■ **EXERCISE PASSAGE**:

UNITED STATES DISTRICT COURT WESTERN DISTRICT OF NEW YORK


September 30, 2011

ALI GHADERSOHI, PLAINTIFF,
v.
ROSWELL PARK CANCER INSTITUTE,
DEFENDANT.

The opinion of the court was delivered by: William M. Skretny Chief Judge United States District Court

DECISION AND ORDER

I. INTRODUCTION

Plaintiff, proceeding pro se, commenced this action on February 22, 2010, alleging that Roswell Park Cancer Institute ("RPCI") discriminated against him because of his national origin and retaliated against him for complaining about discrimination, all in violation of Title VII of the Civil Rights Act of 1962, as amended, 42 U.S.C. §§ 2000e et seq.

Presently before the Court is RPCI's Motion to Dismiss (Docket No. 5). For the reasons stated below, the motion is granted.

II. BACKGROUND

This is the third of three actions commenced by Plaintiff against RPCI. In the first, Ghadersohi I, Plaintiff alleged discrimination on the basis of his age and disability, and retaliation. (08-CV-355, Docket No. 1.) Ghadersohi I was resolved by settlement, and the case was closed on February 13, 2009. Thereafter, Plaintiff filed three motions in the closed action, alleging various breaches of the parties' Confidential Settlement Agreement (the Agreement) and seeking enforcement. (Id. Docket Nos. 52, 91, 96.) Those motions were denied and Ghadersohi I is concluded. (Id. Docket No. 109.)

The second action, Ghadersohi II, was commenced in New York State Supreme Court and then removed to this Court on July 31, 2009. (09-CV-689.) In this case, Plaintiff sought monetary damages in connection with the same conduct alleged in his first enforcement motion in Ghadersohi I. (Id. Docket No. 1.) He further claimed that RPCI's alleged breach was retaliatory in nature. (Id.) Plaintiff subsequently filed two motions alleging additional breaches of the Agreement, which motions were identical to the second and third enforcement motions in Ghadersohi I. (Id. Docket Nos. 27, 39.) Ghadersohi II was dismissed in its entirety on September 27, 2011. (Docket No. 44.)

In this third action, Plaintiff alleges he was discriminated against based on his national origin. He further alleges that, six months after he submitted a complaint to the New York State Division of Human Rights (filed on March 18, 2009), RCPI retaliated against him by restricting his access to its premises, any off-site event under its control, and its communications systems. (10-CV-143, Docket No. 1-2 at 1, 5, 12.) This same conduct was the basis for motions to enforce in Ghadersohi I, Docket No. 96, and Ghadersohi II, Docket No. 39.

■ **TASK DIRECTIONS**: Transcribe the court decision from "The opinion of" up to and including "2000e et seq.". The records have no connection to the court decision.

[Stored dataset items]
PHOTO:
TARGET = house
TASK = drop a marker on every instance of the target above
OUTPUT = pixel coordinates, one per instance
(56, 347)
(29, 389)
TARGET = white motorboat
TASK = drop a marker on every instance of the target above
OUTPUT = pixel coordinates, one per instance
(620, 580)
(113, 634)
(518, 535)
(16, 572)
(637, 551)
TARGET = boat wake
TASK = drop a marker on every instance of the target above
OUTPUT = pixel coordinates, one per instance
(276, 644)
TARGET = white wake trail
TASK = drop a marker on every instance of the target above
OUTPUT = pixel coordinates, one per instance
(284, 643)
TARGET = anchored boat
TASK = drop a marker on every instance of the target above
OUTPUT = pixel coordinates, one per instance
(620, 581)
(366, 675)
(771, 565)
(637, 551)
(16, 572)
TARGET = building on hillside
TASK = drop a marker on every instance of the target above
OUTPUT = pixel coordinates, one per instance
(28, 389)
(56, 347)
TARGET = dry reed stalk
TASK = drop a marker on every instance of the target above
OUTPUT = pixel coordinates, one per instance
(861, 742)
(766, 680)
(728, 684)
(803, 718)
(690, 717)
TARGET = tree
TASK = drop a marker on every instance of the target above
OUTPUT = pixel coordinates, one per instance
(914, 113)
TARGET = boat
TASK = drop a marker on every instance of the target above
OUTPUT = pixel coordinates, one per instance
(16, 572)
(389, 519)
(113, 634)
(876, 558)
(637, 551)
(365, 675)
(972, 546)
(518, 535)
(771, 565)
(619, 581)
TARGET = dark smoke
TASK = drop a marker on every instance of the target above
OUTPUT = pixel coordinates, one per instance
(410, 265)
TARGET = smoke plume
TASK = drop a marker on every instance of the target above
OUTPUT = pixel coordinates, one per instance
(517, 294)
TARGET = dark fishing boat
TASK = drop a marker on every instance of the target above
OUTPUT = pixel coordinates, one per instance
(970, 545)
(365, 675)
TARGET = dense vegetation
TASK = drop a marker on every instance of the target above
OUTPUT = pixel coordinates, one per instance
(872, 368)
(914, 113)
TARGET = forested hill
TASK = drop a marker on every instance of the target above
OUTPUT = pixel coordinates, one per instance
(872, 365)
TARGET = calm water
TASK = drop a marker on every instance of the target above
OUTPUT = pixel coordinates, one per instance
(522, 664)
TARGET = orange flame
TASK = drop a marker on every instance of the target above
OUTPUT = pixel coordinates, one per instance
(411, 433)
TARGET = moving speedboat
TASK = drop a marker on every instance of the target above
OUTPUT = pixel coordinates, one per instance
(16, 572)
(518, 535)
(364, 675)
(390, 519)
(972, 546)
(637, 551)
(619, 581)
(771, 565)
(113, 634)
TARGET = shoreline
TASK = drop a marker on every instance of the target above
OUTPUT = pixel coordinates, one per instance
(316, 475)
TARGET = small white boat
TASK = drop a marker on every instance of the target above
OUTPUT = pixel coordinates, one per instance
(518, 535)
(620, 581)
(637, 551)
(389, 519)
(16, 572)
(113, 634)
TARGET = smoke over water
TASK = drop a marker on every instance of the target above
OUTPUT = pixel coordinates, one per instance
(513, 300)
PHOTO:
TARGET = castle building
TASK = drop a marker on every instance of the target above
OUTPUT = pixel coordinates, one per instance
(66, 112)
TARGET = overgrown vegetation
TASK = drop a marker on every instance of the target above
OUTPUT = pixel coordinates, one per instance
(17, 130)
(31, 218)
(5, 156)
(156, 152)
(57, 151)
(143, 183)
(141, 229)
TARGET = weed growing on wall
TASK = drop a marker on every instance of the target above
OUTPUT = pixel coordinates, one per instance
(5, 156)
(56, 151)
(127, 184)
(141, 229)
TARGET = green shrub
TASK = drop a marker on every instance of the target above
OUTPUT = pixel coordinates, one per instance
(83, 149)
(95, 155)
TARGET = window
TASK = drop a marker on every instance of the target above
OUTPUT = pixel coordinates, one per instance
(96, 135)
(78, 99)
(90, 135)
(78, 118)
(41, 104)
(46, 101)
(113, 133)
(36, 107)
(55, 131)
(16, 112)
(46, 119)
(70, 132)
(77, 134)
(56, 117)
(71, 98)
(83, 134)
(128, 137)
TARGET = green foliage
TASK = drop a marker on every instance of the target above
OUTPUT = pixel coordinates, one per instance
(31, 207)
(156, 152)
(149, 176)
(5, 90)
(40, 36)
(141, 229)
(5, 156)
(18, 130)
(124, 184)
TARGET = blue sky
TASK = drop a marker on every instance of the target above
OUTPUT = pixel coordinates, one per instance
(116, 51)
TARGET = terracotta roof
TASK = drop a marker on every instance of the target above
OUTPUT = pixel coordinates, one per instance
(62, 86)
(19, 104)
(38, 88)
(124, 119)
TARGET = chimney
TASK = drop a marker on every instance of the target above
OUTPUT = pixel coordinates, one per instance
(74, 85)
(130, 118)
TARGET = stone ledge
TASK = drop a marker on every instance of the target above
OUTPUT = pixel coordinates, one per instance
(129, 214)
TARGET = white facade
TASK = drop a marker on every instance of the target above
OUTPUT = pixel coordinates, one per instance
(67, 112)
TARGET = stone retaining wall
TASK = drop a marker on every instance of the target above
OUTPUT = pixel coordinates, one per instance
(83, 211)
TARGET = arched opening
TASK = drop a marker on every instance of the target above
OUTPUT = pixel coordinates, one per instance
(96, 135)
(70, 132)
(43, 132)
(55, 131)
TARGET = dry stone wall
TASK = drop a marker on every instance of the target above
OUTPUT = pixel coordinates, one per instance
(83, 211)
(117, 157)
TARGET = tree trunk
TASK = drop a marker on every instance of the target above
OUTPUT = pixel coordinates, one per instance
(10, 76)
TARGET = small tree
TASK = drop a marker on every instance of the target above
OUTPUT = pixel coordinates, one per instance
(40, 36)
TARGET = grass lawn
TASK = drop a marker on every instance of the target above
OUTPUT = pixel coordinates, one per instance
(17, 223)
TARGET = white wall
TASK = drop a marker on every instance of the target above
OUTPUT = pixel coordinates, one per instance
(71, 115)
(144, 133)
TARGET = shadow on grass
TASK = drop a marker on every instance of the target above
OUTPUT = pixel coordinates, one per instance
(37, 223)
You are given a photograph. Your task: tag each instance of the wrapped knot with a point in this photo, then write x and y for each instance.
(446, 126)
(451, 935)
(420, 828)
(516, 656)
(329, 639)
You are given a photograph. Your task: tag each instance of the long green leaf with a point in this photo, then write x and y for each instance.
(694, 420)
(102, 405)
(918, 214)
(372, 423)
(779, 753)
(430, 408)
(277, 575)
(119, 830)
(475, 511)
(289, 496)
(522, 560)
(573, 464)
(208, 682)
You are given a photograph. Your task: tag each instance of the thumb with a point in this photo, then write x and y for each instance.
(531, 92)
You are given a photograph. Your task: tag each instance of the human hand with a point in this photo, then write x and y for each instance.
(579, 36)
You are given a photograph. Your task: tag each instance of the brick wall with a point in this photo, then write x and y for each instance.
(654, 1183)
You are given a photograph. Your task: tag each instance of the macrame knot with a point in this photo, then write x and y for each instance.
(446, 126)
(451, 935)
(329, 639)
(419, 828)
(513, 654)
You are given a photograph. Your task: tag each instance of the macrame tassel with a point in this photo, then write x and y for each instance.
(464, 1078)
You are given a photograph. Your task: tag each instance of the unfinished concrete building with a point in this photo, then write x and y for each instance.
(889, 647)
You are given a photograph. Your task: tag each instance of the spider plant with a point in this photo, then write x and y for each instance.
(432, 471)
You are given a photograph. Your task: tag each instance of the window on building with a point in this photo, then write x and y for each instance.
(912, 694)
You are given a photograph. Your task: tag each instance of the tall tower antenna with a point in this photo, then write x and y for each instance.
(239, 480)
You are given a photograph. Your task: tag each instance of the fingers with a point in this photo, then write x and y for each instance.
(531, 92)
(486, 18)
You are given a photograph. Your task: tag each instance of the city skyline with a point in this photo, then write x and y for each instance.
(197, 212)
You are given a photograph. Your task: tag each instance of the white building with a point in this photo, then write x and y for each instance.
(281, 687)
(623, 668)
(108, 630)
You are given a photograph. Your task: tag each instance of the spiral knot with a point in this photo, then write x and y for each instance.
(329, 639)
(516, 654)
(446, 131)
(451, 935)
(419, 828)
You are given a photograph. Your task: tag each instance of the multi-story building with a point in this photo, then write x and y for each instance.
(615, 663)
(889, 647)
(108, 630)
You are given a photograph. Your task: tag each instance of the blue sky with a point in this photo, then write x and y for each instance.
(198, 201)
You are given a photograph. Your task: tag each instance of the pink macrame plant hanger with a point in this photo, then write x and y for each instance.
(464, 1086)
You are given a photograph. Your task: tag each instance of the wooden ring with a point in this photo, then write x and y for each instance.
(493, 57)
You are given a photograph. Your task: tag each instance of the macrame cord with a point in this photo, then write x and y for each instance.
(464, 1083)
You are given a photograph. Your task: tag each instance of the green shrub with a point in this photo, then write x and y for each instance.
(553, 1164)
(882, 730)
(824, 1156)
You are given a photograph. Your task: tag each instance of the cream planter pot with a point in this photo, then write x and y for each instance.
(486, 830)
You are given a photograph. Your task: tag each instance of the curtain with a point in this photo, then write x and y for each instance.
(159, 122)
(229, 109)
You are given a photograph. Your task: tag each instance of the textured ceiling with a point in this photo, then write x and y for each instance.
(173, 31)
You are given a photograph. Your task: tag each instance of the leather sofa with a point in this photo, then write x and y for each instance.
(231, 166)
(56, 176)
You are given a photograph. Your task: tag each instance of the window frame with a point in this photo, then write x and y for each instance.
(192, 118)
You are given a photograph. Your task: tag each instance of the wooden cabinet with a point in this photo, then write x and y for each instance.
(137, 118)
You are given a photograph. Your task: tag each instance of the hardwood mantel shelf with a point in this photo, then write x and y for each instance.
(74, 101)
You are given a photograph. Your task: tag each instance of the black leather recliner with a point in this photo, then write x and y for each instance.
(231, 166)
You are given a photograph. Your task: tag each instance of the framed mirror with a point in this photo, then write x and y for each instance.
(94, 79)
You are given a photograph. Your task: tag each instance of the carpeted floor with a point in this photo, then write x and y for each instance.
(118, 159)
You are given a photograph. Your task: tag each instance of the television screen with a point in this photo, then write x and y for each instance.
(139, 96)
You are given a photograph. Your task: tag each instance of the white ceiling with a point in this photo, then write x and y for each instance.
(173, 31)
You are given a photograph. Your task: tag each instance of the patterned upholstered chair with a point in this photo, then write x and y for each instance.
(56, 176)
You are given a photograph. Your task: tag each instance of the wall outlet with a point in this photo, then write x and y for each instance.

■ **EXPECTED ANSWER**:
The opinion of the court was delivered by: William M. Skretny Chief Judge United States District Court

DECISION AND ORDER

I. INTRODUCTION

Plaintiff, proceeding pro se, commenced this action on February 22, 2010, alleging that Roswell Park Cancer Institute ("RPCI") discriminated against him because of his national origin and retaliated against him for complaining about discrimination, all in violation of Title VII of the Civil Rights Act of 1962, as amended, 42 U.S.C. §§ 2000e et seq.